| TEXTO PROPORCIONADO |
★ ★ ★ ★ ★

Alejandra Pizarnik. © Sara Facio
Extractos del libro
A continuación, un adelanto de uno de los textos reunidos en “Una traición mística”, titulado “Intento de prólogo al estilo de ellos, no del mío”:
Nada en suma. Absolutamente nada. Nada que no salga del carril cotidiano. La vida no fluye ni incesable ni uniforme: no duermo, no trabajo, no paseo, no hojeo al azar algún libro nuevo, escribo bien o mal —seguramente mal—, con impulso y con desmayo. De rato en rato me tumbo en un diván para no mirar el cielo, añil o ceniza. ¿Y por qué no habrá de surgir de improviso lo impensado, quiero decir el poema? Trabajo noche tras noche. Lo que cae fuera de mi trabajo son dádivas de oro, las únicas estimables. Pluma en mano, pluma en las cuartillas, escribo para no suicidarme. ¿Dónde nuestro sueño de absoluto? Diluido en el afán diario. O acaso, a través de la obra, hacemos esa disolución más delicada.
El tiempo transcurre. O, más exactamente, nosotros transcurrimos. En la lejanía, cada vez más próxima, la idea de un trabajo siniestro que he de cumplir: la corrección de mis antiguos poemas. Fijar la atención en ellos equivale a volver a lo mal andado, cuando ya estoy caminando hacia otra parte, no mejor pero sí distinta. En un libro informe quiero detenerme. No sé si ese libro mío realmente me pertenece. Forzada a leer sus páginas, me parece que leo algo escrito por mí sin darme cuenta que era otra.
¿Podría escribir hoy del mismo modo? Me descontenta, siempre, leer una antigua página mía.
La sensación que experimento no podría definirla con exactitud. ¡Quince años escribiendo! Desde los quince años con la pluma en la mano. Fervor, pasión, fidelidad, devoción, seguridad de que allí está la vía de salvación (¿de qué cosa?). Los años pesan sobre mis hombros. No podría yo escribir así al presente. ¿Había en esa poesía la asombrada y silenciosa desesperación de ahora? Poco importa. Todo lo que quiero es volver a reunirme con las que fui; el resto lo dejo a la ventura.
Cantidad de imágenes de muerte y de nacimiento han desaparecido. El destino de estas prosas es curioso: nacidas de la desgracia, sirven, ahora, para que otros se entretengan (o no) y se conmuevan (o no). Acaso, después de leerlas, alguien que yo sé me querrá un poquito más. Y esto sería bastante, es decir muchísimo.

★ ★ ★ ★ ★

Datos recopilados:
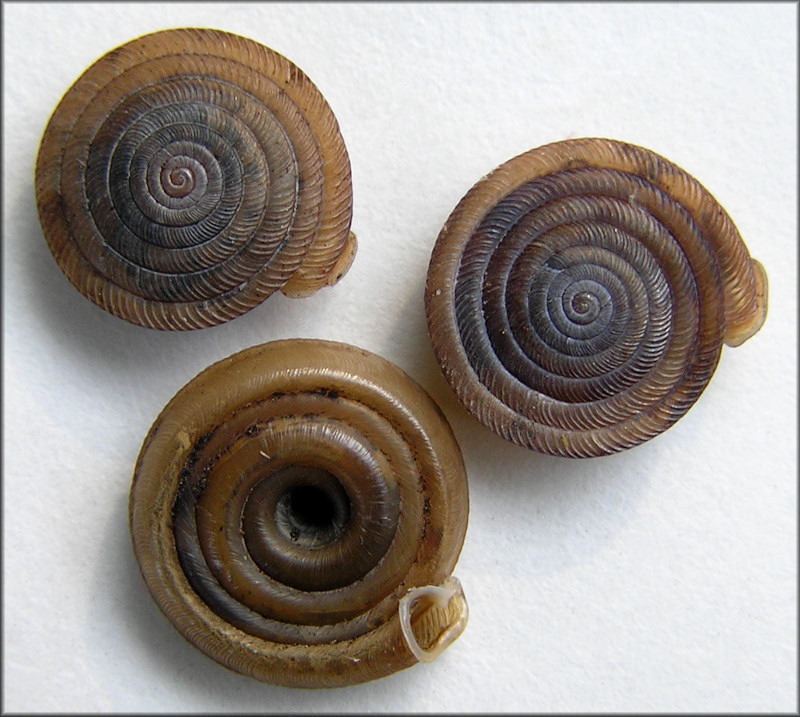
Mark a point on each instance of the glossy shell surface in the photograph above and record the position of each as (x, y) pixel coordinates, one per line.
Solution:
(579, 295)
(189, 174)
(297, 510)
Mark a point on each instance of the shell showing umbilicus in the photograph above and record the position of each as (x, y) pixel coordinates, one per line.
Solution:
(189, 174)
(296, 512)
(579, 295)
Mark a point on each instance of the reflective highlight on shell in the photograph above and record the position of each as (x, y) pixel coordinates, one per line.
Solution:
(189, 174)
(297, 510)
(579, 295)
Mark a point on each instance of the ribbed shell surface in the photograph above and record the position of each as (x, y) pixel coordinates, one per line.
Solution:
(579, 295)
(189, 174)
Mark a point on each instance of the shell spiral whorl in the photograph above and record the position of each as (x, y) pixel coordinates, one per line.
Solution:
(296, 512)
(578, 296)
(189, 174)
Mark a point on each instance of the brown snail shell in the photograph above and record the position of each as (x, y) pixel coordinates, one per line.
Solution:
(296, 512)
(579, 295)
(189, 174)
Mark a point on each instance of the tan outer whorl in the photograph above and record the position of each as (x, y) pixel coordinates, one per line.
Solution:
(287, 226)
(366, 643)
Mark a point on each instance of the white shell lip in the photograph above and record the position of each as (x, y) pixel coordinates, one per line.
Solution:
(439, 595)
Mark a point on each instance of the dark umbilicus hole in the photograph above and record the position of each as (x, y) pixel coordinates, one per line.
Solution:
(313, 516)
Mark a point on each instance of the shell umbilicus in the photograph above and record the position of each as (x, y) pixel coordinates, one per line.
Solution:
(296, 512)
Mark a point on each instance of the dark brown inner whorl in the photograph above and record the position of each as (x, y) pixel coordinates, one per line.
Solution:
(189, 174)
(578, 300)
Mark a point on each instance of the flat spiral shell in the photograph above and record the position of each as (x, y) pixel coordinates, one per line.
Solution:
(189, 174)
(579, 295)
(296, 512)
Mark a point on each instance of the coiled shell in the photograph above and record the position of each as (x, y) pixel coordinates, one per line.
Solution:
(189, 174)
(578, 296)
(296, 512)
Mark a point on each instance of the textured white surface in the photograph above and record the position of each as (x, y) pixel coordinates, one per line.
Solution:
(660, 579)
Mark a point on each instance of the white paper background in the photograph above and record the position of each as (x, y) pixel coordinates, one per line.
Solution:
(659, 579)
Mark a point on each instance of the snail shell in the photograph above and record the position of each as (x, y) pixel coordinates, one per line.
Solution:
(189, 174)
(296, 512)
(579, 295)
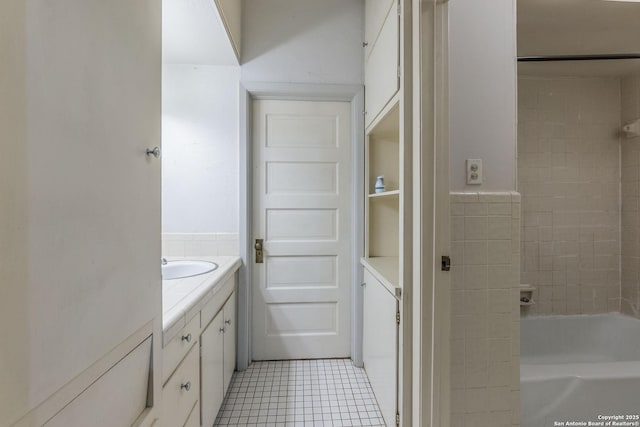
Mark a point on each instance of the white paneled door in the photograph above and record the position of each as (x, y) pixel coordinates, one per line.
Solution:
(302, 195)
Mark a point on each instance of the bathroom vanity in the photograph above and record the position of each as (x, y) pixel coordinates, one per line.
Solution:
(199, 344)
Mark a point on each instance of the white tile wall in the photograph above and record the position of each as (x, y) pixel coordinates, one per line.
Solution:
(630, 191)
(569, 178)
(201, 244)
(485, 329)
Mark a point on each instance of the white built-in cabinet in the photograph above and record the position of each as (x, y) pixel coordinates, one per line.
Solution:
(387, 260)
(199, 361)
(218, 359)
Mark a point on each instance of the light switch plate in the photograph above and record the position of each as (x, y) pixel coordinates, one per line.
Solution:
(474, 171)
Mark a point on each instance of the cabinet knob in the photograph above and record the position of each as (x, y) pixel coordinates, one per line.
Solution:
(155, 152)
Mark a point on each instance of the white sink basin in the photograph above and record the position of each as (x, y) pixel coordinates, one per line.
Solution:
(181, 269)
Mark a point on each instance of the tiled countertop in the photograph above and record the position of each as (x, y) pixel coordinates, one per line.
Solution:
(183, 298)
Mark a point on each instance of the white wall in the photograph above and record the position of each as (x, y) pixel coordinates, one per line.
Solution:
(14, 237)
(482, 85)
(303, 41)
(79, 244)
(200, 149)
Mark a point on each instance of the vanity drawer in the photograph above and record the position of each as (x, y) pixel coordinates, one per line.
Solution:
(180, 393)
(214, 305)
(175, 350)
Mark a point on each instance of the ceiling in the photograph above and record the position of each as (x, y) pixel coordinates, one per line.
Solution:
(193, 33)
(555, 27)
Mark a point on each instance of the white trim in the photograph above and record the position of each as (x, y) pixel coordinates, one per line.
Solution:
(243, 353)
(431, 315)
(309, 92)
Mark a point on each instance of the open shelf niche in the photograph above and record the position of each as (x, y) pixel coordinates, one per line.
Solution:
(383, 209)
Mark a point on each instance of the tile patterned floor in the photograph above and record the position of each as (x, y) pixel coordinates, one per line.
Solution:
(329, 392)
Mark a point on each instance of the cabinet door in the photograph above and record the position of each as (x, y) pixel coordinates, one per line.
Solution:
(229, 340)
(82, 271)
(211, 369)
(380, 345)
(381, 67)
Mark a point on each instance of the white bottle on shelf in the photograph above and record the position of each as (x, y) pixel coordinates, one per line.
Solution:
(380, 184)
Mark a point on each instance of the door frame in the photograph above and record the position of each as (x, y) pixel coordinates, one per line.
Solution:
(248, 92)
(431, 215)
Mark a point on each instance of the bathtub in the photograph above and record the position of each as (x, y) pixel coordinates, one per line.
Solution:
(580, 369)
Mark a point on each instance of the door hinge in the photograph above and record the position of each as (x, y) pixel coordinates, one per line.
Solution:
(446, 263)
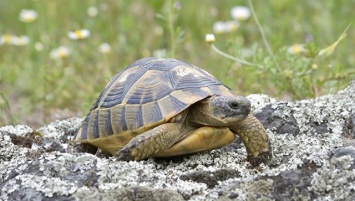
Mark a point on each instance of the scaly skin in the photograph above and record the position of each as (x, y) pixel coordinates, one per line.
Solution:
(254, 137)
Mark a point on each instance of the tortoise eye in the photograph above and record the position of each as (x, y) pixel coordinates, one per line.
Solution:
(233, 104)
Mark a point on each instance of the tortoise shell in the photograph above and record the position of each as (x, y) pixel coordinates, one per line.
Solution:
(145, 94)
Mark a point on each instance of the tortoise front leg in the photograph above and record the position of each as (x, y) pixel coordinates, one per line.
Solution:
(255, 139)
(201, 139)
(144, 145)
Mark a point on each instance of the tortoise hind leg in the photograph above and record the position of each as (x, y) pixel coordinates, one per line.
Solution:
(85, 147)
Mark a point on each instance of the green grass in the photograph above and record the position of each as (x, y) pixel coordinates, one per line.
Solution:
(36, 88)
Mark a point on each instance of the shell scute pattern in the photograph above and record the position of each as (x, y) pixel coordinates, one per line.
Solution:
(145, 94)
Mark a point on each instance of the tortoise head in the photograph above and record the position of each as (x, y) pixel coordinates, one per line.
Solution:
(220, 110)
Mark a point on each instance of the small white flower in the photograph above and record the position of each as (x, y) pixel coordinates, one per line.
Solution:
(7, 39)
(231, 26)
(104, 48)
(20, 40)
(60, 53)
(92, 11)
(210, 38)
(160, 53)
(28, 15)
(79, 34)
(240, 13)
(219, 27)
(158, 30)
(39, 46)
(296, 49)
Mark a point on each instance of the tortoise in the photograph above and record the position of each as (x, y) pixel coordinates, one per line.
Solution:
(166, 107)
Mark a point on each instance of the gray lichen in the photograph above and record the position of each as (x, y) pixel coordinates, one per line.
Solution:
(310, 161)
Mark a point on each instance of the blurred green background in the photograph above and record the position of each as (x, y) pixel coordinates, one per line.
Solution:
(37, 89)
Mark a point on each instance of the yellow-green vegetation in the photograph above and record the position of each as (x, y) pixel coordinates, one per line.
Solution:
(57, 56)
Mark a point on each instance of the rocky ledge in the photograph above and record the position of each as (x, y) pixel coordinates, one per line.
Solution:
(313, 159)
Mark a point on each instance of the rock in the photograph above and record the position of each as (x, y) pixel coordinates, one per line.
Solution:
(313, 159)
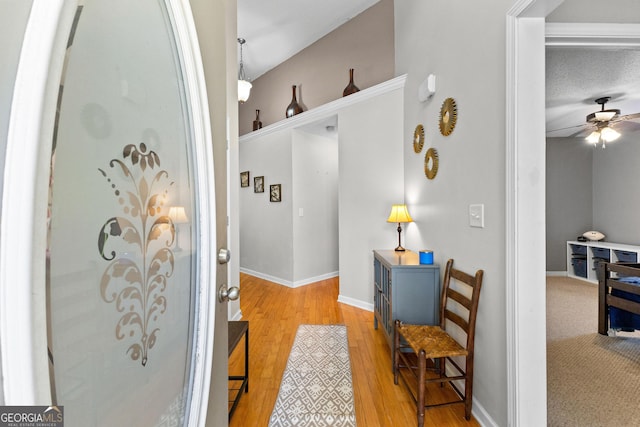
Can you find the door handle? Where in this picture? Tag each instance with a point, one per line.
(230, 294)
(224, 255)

★ ★ ★ ★ ★

| ENUNCIADO |
Reproduce, por favor, todo lo que el texto proporcionado contiene desde "La sensación que" hasta "es decir muchísimo.", sin alterar nada.

| SOLUCIÓN |
La sensación que experimento no podría definirla con exactitud. ¡Quince años escribiendo! Desde los quince años con la pluma en la mano. Fervor, pasión, fidelidad, devoción, seguridad de que allí está la vía de salvación (¿de qué cosa?). Los años pesan sobre mis hombros. No podría yo escribir así al presente. ¿Había en esa poesía la asombrada y silenciosa desesperación de ahora? Poco importa. Todo lo que quiero es volver a reunirme con las que fui; el resto lo dejo a la ventura.
Cantidad de imágenes de muerte y de nacimiento han desaparecido. El destino de estas prosas es curioso: nacidas de la desgracia, sirven, ahora, para que otros se entretengan (o no) y se conmuevan (o no). Acaso, después de leerlas, alguien que yo sé me querrá un poquito más. Y esto sería bastante, es decir muchísimo.